■ Record extracts
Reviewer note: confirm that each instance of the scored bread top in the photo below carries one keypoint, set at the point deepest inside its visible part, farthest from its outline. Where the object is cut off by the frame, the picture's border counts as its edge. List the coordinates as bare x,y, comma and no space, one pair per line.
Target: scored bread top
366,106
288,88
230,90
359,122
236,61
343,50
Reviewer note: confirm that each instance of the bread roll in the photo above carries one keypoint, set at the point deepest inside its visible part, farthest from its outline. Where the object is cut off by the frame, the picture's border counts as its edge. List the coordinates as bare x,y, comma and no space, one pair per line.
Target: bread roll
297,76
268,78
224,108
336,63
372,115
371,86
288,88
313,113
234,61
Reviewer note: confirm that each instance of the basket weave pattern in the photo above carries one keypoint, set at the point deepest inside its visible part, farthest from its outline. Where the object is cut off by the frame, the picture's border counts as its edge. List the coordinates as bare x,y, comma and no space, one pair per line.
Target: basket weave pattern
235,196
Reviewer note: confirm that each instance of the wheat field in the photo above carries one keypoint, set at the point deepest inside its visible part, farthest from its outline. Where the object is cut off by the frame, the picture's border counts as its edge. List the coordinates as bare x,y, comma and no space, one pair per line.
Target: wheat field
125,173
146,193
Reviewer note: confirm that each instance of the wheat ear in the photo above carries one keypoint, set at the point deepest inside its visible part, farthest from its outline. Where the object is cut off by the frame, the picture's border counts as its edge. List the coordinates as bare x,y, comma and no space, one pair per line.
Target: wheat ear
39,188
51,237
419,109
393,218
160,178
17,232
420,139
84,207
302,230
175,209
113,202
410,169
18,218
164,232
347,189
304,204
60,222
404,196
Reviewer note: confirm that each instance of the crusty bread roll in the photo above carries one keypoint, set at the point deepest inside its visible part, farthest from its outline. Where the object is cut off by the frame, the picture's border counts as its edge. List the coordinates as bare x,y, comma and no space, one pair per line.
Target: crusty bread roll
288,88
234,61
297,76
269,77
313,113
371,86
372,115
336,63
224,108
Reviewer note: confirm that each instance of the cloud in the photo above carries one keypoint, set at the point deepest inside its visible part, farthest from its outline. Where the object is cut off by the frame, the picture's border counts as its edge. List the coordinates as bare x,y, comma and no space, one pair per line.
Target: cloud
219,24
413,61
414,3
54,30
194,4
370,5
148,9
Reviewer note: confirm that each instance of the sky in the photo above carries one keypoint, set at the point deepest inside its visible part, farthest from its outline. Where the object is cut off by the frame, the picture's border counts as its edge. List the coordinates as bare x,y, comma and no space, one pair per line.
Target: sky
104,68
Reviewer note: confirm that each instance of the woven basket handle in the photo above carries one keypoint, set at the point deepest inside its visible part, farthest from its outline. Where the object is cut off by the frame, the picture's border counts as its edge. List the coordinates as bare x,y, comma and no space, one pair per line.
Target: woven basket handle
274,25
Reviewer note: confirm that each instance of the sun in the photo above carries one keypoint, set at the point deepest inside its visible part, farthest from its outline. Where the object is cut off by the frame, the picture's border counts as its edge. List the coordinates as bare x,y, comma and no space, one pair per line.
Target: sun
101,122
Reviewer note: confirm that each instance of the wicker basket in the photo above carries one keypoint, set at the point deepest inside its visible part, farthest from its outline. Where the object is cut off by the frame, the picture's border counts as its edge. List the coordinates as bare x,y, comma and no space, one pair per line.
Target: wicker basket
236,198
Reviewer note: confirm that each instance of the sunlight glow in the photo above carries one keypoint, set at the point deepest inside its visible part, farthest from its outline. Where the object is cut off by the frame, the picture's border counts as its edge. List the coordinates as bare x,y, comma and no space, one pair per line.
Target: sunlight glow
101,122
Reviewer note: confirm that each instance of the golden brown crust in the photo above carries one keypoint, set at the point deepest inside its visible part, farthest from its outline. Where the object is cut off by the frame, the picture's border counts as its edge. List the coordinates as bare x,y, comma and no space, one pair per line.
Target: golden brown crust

■ Problem
Reproduce the records above in full, substituting "marker" for every occurrence of "keypoint" and leaving all other text unchanged.

■ Written answer
Reviewer note: confirm that each instance of the scored bread top in the photo below carries one marker, set at the point deepest inside its visible part, farthest from its outline. Where the object is cut off by the frame, the picture's border counts as its edge. List the coordinates as bare x,y, comma and no space, one pair per line.
Target: scored bread top
366,106
288,88
230,90
359,122
236,61
343,50
Reviewer note: confirm that each instance of the bread roll in the photo above carries one marker, set at the point deepest inside its visible part, farthest from its outline. Where the object is cut off by the frame, the picture's border counts as its edge. List the coordinates as bare x,y, comma and no space, one pair per line.
Target: bread roll
297,76
268,78
224,108
336,63
372,115
371,86
288,88
313,113
234,61
Reviewer note: confirm that each instance of the basket weave pattern in the photo above carries one marker, set at the point deepest inside its visible part, farthest from its outline. Where the object is cut off by the frame, the picture's border counts as its edge. List the coordinates as bare x,y, comma and no space, one pair per line.
Target: basket weave pattern
235,196
Reviewer note: confirm that each instance of the wheat field in the photo above carries one marker, set at the point deepest inside its visible part, farthest from its outline. Where the object is cut off by the frame, the picture's border counts as its edge. List the coordinates as bare x,y, comma and no space, one pair per line.
Target: wheat field
125,173
146,193
Reviewer note: confirm that each instance of the wheat ear in the photo above carries one marker, set at the point deepest inside its visible part, farthest from its outline. Where the object is cut off by the frame, the picture's border counts as its edge. List the coordinates as bare x,y, comma and no space, one pair per line.
Target: wheat ear
39,188
51,237
419,109
393,218
160,178
17,232
420,139
84,207
302,230
175,209
113,202
410,169
18,218
164,232
347,189
304,204
60,222
404,196
Reviewer note: confirm that each instance of the crusty bread roll in the photo above carries one marker, set at the point deepest inside its visible part, farthest from its outline. Where the object is cut off by the frame, the picture's border counts as its edge. List the coordinates as bare x,y, comma and no space, one pair per line.
Target: crusty bread roll
288,88
234,61
297,76
269,77
313,113
371,86
372,115
336,63
224,108
Reviewer note: confirm that each instance of the cloud in the photo above carries one marker, set at the point deepest inside its visible part, farthest from its outline. Where the object is cut off by the frame, the picture's border counts as its edge. List the coordinates as bare x,y, comma and no space, one pair per line.
Target: cloud
219,24
413,61
414,3
54,30
194,4
370,5
148,9
Reviewer note: confirm that each instance of the sky in the photo above carries one marker, set at the point deepest inside its visible part, farthest from its outline. Where the object is cut off by the frame, the picture's border counts as its edge. List the coordinates as bare x,y, comma and no space, one pair per line.
Target: sky
104,68
Reviewer note: confirm that each instance of the woven basket handle in the photo above carries one marker, set at the point deepest inside its visible part, farthest from its outline. Where the object is cut off by the frame, the picture's border counts as its edge. List the coordinates as bare x,y, comma and no space, one pair per line.
Target: woven basket handle
274,25
Reviewer note: confirm that each instance of the sun in the photo above carries one marker, set at the point deepest inside its visible part, farthest from its outline. Where the object is cut off by the frame, the picture's border counts as its edge. List the coordinates as bare x,y, comma and no space, one pair per line.
Target: sun
101,122
Reviewer note: confirm that each instance of the wicker basket in the photo above carries one marker, set at the point deepest inside its visible part, farthest from its outline. Where the object is cut off by the frame, the picture's border counts as its edge. List the coordinates as bare x,y, comma and no space, one pair per line.
Target: wicker basket
236,198
Reviewer note: confirm that each instance of the sunlight glow in the photo above carries one marker, set at the point deepest inside its visible part, farthest from its outline. Where the object is cut off by the frame, the picture's border counts as its edge. List the coordinates as bare x,y, comma and no space, one pair per line.
Target: sunlight glow
101,122
Reviewer note: confirm that each instance of the golden brown crust in the photo above carries one marker, set at the point deepest inside its visible part, farthest from its outline. Where the object is cut off by the frame, the picture's border counts as its edge. List the coordinates as bare x,y, comma and no space, one pair per line.
Target: golden brown crust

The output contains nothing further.